Your instructions: Rewrite the material below, swapping "man's ear" for "man's nose" everywhere it appears and keeping everything else the same. Leave the pictures out.
════════════════
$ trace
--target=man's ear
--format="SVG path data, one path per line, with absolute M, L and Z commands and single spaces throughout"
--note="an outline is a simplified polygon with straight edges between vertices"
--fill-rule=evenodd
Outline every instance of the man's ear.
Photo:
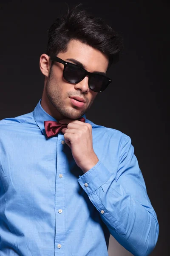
════════════════
Written response:
$ trace
--target=man's nose
--format="SVG path data, one path per line, with absolute M, L and Z commands and single spaces throughout"
--note="an outline is a simplified polygon with straight edges between vertices"
--fill-rule=evenodd
Outline every instance of the man's nose.
Photo:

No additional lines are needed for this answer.